> **REQUEST**
How many lines in the records below contain the string "trim"? Case counts. Reply with the number alone.

> **ITEMS**
==*==
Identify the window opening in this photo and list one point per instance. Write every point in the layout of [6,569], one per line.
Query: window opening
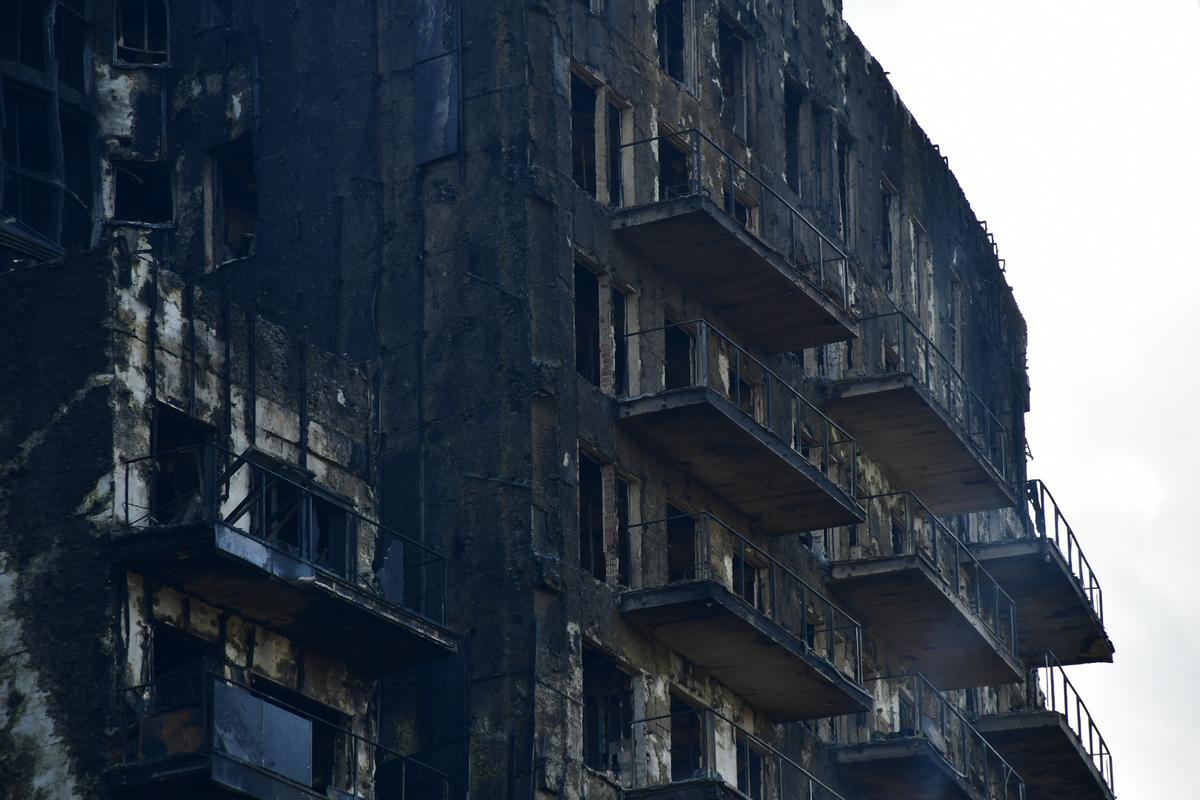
[587,324]
[142,31]
[583,134]
[607,715]
[592,551]
[670,24]
[235,221]
[143,193]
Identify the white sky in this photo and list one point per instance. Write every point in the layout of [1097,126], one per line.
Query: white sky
[1074,128]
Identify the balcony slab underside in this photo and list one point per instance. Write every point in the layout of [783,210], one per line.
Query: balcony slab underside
[904,768]
[233,571]
[917,444]
[1053,609]
[919,614]
[712,627]
[707,435]
[1047,753]
[735,274]
[202,776]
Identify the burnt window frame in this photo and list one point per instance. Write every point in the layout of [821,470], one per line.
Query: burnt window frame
[118,30]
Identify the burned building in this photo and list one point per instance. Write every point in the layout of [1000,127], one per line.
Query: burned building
[610,398]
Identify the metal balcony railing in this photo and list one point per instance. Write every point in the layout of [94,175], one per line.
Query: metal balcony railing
[695,737]
[904,525]
[1051,690]
[725,557]
[202,713]
[688,163]
[208,483]
[1049,523]
[894,344]
[714,361]
[919,710]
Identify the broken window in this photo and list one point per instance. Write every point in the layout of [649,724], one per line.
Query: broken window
[731,53]
[587,324]
[671,26]
[592,551]
[143,32]
[607,715]
[143,193]
[681,545]
[583,134]
[235,196]
[687,740]
[179,440]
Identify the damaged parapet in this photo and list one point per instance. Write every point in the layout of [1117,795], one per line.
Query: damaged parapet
[919,745]
[735,423]
[737,244]
[1060,605]
[911,408]
[1054,740]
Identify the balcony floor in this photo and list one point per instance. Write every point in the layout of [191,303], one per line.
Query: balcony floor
[1053,611]
[705,434]
[240,573]
[733,272]
[1047,753]
[707,624]
[921,449]
[915,611]
[909,768]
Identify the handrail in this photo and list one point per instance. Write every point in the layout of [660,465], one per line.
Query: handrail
[814,256]
[793,782]
[1059,695]
[959,743]
[786,599]
[923,534]
[1051,525]
[298,518]
[718,362]
[903,347]
[197,690]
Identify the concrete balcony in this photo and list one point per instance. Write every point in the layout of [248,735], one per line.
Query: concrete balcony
[923,747]
[1060,606]
[244,536]
[718,413]
[910,578]
[733,242]
[1053,741]
[723,603]
[203,735]
[916,415]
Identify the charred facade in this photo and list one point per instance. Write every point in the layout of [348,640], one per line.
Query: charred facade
[514,400]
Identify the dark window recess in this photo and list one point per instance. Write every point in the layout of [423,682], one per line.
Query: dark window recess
[592,557]
[624,543]
[178,495]
[235,220]
[583,134]
[675,179]
[671,29]
[616,182]
[143,32]
[677,355]
[687,740]
[750,769]
[143,192]
[621,344]
[587,324]
[681,546]
[607,715]
[731,52]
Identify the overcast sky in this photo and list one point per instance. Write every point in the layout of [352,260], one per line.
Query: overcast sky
[1074,128]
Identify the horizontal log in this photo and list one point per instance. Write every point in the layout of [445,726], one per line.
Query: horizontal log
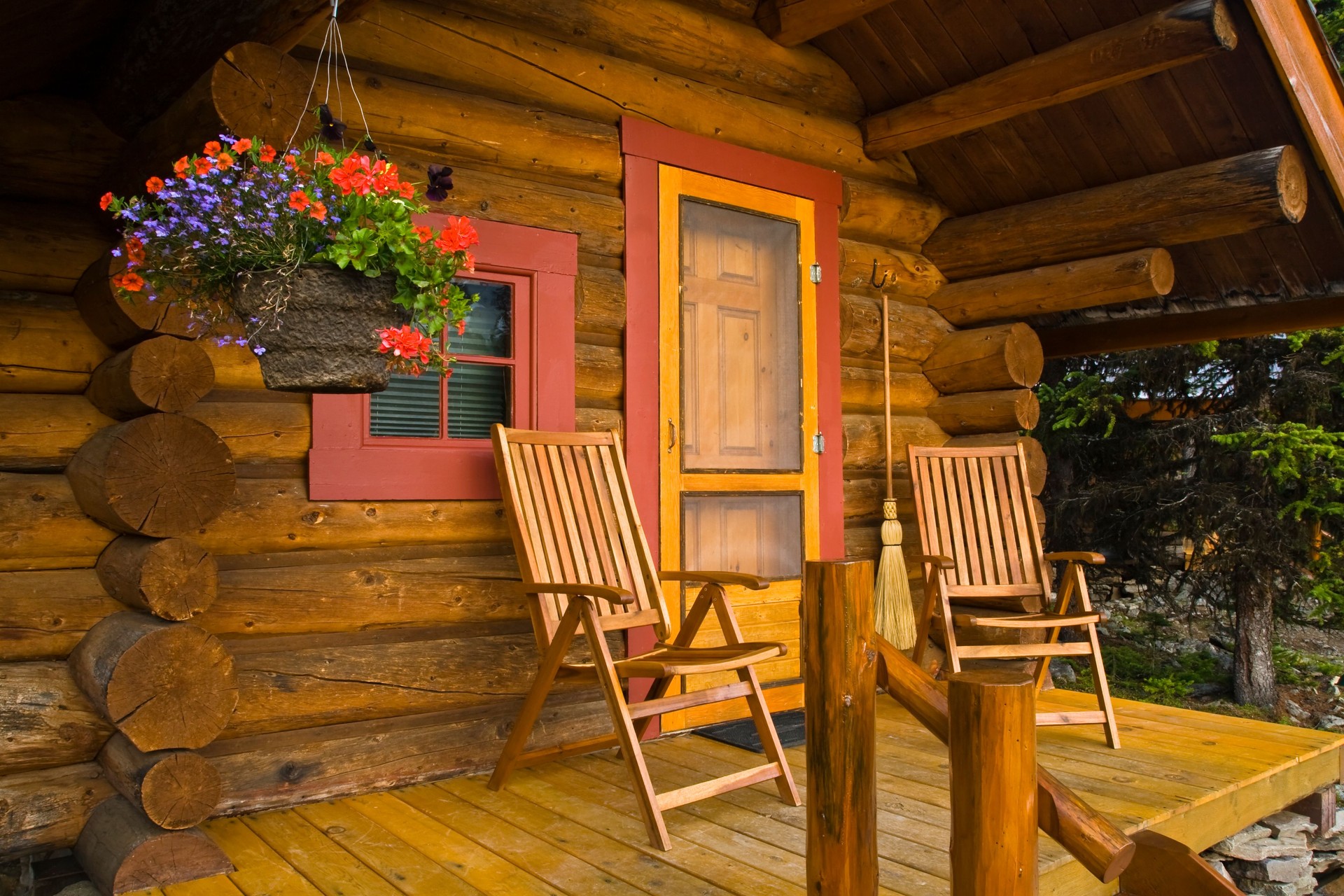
[1189,204]
[54,149]
[46,719]
[601,301]
[48,246]
[169,578]
[270,771]
[463,51]
[1159,41]
[43,431]
[162,374]
[49,531]
[598,375]
[794,22]
[986,359]
[45,613]
[45,344]
[670,36]
[164,685]
[175,789]
[999,412]
[909,276]
[48,809]
[121,321]
[913,332]
[1110,280]
[888,214]
[122,850]
[860,391]
[863,438]
[162,475]
[1038,466]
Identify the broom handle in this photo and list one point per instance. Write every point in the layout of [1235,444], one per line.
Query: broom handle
[886,388]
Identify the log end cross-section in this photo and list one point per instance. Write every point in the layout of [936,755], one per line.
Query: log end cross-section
[162,475]
[164,685]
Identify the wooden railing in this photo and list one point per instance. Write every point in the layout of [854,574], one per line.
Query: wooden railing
[988,720]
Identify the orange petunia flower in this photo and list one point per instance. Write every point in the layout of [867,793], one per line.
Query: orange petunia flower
[130,281]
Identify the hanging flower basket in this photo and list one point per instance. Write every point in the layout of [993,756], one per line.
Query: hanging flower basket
[323,342]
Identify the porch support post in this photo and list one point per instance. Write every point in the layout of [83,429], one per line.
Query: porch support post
[840,668]
[992,761]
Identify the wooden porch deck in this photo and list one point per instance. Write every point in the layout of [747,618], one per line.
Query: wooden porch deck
[571,828]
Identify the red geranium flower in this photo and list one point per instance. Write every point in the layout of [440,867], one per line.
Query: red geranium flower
[130,281]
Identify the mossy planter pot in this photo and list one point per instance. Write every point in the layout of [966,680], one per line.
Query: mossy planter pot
[323,340]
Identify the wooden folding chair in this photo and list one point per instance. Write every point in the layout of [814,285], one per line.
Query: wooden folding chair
[983,551]
[585,564]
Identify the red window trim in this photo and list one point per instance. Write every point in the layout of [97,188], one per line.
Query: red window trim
[346,464]
[644,147]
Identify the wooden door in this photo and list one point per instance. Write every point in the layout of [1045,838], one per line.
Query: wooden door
[738,403]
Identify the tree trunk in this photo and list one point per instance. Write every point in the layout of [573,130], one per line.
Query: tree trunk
[1253,664]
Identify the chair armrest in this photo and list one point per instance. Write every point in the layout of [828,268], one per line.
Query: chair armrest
[1091,558]
[939,561]
[605,592]
[753,582]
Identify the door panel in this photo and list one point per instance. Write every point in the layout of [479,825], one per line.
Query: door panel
[738,400]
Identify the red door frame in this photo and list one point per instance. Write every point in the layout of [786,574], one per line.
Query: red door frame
[644,147]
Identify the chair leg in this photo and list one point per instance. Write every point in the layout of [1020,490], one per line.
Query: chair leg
[610,682]
[531,710]
[1102,690]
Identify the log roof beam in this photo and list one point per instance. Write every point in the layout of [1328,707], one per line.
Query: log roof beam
[793,22]
[1190,204]
[1184,33]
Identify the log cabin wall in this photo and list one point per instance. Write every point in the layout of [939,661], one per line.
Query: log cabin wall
[374,643]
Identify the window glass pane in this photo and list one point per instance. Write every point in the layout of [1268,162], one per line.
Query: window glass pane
[757,533]
[407,407]
[741,394]
[489,326]
[477,397]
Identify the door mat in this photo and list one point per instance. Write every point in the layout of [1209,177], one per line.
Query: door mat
[742,734]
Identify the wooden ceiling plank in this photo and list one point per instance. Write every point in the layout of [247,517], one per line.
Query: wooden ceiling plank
[793,22]
[1191,30]
[1190,204]
[1195,327]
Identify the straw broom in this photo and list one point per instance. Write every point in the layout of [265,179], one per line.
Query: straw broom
[892,609]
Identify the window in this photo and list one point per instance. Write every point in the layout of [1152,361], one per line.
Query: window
[429,437]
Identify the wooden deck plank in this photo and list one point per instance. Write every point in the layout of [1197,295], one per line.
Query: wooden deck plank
[460,855]
[393,859]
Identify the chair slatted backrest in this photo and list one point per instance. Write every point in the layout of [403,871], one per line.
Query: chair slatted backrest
[571,514]
[974,505]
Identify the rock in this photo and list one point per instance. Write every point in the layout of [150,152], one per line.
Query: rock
[1280,869]
[1062,672]
[1288,822]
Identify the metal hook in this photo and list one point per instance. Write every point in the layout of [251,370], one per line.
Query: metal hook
[886,276]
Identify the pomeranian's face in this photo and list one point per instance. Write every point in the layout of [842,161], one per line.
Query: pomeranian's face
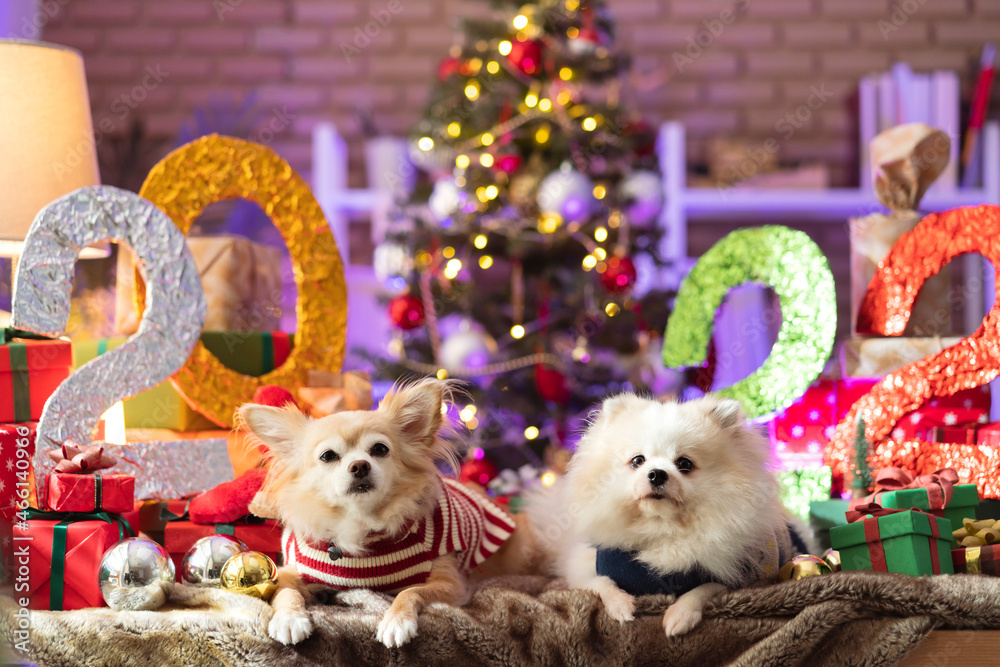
==*==
> **RESPONSE TO THE TASK**
2